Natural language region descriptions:
******
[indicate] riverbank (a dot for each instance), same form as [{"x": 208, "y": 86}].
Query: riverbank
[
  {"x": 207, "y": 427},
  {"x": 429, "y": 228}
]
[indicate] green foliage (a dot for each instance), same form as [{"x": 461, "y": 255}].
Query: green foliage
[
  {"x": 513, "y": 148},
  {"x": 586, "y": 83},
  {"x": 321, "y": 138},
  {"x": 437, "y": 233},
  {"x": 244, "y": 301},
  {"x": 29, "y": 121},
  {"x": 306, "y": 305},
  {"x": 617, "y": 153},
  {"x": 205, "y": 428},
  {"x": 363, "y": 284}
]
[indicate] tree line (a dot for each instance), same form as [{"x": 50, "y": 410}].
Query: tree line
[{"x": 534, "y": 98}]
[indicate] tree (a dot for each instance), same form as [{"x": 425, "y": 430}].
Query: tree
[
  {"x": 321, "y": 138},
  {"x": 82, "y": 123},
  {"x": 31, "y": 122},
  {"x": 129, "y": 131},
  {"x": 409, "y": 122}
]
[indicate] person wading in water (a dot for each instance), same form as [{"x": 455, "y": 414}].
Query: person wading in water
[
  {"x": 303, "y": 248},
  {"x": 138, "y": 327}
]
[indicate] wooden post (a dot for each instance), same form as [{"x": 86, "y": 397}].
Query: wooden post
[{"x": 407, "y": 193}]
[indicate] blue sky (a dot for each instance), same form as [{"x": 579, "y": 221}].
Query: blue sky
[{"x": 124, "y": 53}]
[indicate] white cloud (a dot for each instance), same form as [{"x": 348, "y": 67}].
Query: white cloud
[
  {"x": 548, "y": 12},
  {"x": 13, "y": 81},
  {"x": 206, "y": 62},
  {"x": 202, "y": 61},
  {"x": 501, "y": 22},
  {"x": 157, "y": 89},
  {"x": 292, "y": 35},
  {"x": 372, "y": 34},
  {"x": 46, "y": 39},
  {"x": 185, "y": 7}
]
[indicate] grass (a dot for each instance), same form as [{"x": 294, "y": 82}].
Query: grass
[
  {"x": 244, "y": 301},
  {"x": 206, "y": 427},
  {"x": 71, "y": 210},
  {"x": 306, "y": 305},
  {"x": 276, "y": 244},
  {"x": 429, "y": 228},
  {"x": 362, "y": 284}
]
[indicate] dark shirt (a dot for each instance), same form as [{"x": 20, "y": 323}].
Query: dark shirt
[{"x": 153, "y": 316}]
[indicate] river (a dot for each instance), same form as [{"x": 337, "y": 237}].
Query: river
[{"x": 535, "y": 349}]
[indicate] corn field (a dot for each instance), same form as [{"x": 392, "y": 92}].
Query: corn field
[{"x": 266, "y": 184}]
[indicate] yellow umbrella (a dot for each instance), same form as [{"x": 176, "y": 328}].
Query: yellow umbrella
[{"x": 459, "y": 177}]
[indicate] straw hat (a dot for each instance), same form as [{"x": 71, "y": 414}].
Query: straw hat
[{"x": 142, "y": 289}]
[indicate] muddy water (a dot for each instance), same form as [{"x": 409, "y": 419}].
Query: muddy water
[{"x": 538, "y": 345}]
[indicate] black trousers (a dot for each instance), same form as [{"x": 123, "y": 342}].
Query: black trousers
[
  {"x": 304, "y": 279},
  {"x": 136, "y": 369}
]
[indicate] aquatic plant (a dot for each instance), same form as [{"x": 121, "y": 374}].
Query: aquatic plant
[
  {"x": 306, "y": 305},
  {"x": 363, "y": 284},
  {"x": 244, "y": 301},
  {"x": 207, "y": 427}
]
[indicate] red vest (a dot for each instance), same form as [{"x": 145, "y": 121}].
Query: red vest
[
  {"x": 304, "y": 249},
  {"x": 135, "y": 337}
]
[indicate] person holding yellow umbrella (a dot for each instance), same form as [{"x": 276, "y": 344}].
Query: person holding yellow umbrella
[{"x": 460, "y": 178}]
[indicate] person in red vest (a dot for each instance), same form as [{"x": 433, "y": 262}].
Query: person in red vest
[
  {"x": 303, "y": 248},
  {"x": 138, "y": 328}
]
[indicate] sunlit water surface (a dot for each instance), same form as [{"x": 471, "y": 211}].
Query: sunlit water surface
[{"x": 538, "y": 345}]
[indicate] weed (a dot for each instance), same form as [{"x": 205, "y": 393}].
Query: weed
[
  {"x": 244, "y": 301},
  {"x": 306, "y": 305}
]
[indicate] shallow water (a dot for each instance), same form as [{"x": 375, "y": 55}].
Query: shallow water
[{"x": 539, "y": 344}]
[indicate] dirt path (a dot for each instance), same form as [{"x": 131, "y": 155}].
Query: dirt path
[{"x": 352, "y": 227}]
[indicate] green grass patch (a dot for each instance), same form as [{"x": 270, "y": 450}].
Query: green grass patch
******
> [Task details] Top to bottom, the records above must be output exactly.

> [Reply to the exercise]
[indicate] riverbank (a dot for each instance), same form as [{"x": 208, "y": 86}].
Query: riverbank
[
  {"x": 207, "y": 427},
  {"x": 429, "y": 228}
]
[indicate] green foliage (a dot for each instance), same form as [{"x": 461, "y": 255}].
Query: green foliage
[
  {"x": 513, "y": 148},
  {"x": 586, "y": 83},
  {"x": 321, "y": 138},
  {"x": 437, "y": 233},
  {"x": 244, "y": 301},
  {"x": 29, "y": 121},
  {"x": 306, "y": 305},
  {"x": 617, "y": 153},
  {"x": 205, "y": 428},
  {"x": 363, "y": 284}
]
[indicate] tree line (a dot for each instance), same form as [{"x": 50, "y": 410}].
Query: tree line
[{"x": 534, "y": 98}]
[indicate] tree (a dot for each instance), same form as [{"x": 425, "y": 430}].
Query: tree
[
  {"x": 321, "y": 138},
  {"x": 82, "y": 123},
  {"x": 31, "y": 122},
  {"x": 129, "y": 131},
  {"x": 409, "y": 122}
]
[indicate] person wading in water (a dot for each instance), same form as [{"x": 455, "y": 414}].
Query: person wading in water
[
  {"x": 303, "y": 248},
  {"x": 138, "y": 327}
]
[indicate] wooden post (a dot for each instance), same form as [{"x": 86, "y": 397}].
Query: wooden post
[{"x": 407, "y": 193}]
[indicate] blue sky (a dot for each instance), same form as [{"x": 579, "y": 221}].
Query: blue sky
[{"x": 124, "y": 53}]
[indicate] white cloud (a dot for each instance), same form as [{"x": 348, "y": 67}].
Query: white cloud
[
  {"x": 548, "y": 12},
  {"x": 13, "y": 81},
  {"x": 206, "y": 62},
  {"x": 202, "y": 61},
  {"x": 501, "y": 22},
  {"x": 157, "y": 89},
  {"x": 292, "y": 35},
  {"x": 372, "y": 34},
  {"x": 46, "y": 39},
  {"x": 185, "y": 7}
]
[indicate] grass (a dot for each instance), same form as [{"x": 294, "y": 82}].
Query: grass
[
  {"x": 244, "y": 301},
  {"x": 206, "y": 427},
  {"x": 71, "y": 210},
  {"x": 306, "y": 305},
  {"x": 276, "y": 244},
  {"x": 429, "y": 228},
  {"x": 362, "y": 284}
]
[indicate] dark shirt (a dot for each instance), same form as [{"x": 20, "y": 323}].
Query: dark shirt
[{"x": 153, "y": 316}]
[indicate] river (a dot for each instance), same form as [{"x": 337, "y": 237}].
Query: river
[{"x": 535, "y": 349}]
[indicate] corn field (a dot for each instance), same form as [{"x": 392, "y": 92}].
Query: corn field
[{"x": 266, "y": 184}]
[indicate] yellow umbrella (a dot for each instance), same form as [{"x": 176, "y": 328}].
Query: yellow umbrella
[{"x": 459, "y": 177}]
[indicate] straw hat (a dot for each instance), same form as [{"x": 71, "y": 414}].
Query: straw hat
[{"x": 142, "y": 289}]
[indicate] muddy water (a dot for each instance), same form as [{"x": 409, "y": 419}].
Query: muddy water
[{"x": 538, "y": 345}]
[indicate] black trousers (a dot for each instance), same form as [{"x": 123, "y": 342}].
Query: black trousers
[
  {"x": 304, "y": 279},
  {"x": 136, "y": 369}
]
[indicate] aquatic plant (a dot for each instance), same form as [{"x": 121, "y": 374}].
Query: aquatic plant
[
  {"x": 306, "y": 305},
  {"x": 363, "y": 284},
  {"x": 244, "y": 301},
  {"x": 207, "y": 427}
]
[indicate] red vest (a dot for each instance), same form as [{"x": 145, "y": 121}].
Query: red vest
[
  {"x": 304, "y": 249},
  {"x": 135, "y": 337}
]
[indicate] person holding yellow umbrella (a dot for each instance), same form as [{"x": 276, "y": 344}].
Query: person holding yellow umbrella
[{"x": 460, "y": 178}]
[indicate] person in red vest (a dot for each instance), same form as [{"x": 433, "y": 262}].
Query: person in red vest
[
  {"x": 303, "y": 248},
  {"x": 138, "y": 328}
]
[indicate] sunlit water surface (a dot for each instance), same form as [{"x": 471, "y": 211}].
Query: sunlit water surface
[{"x": 538, "y": 345}]
[indicate] weed (a dot for each instance), same form as [{"x": 205, "y": 393}].
Query: weed
[
  {"x": 244, "y": 301},
  {"x": 306, "y": 305}
]
[indicate] shallow water (a dot for each instance), same form as [{"x": 375, "y": 55}].
Query: shallow water
[{"x": 539, "y": 344}]
[indicate] dirt path (a dot for each instance), same form as [{"x": 131, "y": 155}].
Query: dirt path
[{"x": 352, "y": 227}]
[indicate] green grass patch (a dot for each instance), same form as [{"x": 270, "y": 450}].
Query: green grass patch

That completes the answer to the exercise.